## start

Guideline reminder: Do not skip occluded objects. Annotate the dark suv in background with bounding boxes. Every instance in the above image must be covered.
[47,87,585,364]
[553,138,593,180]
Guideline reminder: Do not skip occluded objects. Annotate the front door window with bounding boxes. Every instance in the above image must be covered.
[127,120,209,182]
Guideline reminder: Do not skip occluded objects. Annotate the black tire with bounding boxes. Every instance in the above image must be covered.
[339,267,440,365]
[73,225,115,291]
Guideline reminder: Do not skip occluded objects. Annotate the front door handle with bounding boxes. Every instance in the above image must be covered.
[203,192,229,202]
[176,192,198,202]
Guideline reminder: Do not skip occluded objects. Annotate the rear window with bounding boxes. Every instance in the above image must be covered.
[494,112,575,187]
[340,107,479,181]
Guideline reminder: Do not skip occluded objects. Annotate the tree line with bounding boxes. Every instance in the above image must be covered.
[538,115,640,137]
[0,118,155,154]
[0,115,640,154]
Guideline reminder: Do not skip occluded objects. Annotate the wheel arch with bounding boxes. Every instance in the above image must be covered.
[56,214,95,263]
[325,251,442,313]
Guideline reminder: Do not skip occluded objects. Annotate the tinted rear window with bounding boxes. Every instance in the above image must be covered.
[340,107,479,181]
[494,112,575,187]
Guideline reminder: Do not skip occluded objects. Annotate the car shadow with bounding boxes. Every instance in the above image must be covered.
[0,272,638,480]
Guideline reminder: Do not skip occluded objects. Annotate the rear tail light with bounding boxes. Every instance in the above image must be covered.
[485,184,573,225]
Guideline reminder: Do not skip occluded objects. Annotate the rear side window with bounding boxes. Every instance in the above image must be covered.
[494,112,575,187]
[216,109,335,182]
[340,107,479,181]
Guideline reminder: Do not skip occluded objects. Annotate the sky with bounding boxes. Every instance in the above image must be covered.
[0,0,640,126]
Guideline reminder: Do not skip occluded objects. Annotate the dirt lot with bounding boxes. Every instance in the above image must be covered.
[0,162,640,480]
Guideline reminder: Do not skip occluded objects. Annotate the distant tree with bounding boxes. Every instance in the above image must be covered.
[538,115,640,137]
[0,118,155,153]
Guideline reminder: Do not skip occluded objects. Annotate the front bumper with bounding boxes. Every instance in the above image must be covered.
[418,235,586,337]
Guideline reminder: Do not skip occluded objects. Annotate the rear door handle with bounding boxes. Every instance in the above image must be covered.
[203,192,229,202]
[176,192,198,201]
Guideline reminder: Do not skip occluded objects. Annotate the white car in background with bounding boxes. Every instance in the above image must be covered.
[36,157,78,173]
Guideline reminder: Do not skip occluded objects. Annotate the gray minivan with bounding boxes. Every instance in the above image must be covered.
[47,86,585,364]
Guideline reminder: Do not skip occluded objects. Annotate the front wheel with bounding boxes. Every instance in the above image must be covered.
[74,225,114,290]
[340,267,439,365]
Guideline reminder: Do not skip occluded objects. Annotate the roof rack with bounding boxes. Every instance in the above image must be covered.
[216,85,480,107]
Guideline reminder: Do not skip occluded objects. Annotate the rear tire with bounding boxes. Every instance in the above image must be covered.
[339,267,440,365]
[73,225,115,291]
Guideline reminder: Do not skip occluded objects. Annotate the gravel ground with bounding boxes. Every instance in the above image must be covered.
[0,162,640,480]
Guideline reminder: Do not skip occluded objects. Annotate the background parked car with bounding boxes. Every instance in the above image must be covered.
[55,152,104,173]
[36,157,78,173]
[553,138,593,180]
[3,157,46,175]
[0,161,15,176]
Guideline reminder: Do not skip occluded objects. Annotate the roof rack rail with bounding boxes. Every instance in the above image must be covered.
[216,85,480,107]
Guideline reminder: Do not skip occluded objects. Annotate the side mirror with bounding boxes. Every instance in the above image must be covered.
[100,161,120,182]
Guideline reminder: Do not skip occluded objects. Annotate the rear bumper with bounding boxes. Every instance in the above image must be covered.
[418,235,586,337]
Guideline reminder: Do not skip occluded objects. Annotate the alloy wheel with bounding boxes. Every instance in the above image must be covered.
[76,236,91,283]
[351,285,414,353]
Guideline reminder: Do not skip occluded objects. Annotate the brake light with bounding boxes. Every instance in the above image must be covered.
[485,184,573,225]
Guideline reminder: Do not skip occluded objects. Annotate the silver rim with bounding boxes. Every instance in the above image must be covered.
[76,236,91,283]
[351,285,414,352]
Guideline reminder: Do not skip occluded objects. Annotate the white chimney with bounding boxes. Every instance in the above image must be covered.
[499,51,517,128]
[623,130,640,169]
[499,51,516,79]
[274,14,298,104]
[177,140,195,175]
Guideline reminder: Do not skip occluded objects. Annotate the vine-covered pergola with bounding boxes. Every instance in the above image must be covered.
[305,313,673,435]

## end

- YOUR INSTRUCTIONS -
Write out again only the entries starting at the line that contains "Annotate the tree" and ending at the line that contains "[0,115,640,154]". Shift every bounding box coordinate in them by adding 119, and leave all other text unchanged.

- FINAL RESULT -
Guideline reminder: Do not skip occluded objects. Annotate the tree line with bounding boxes. Every instance in the above image must be covered.
[657,234,759,256]
[119,237,274,273]
[119,234,759,273]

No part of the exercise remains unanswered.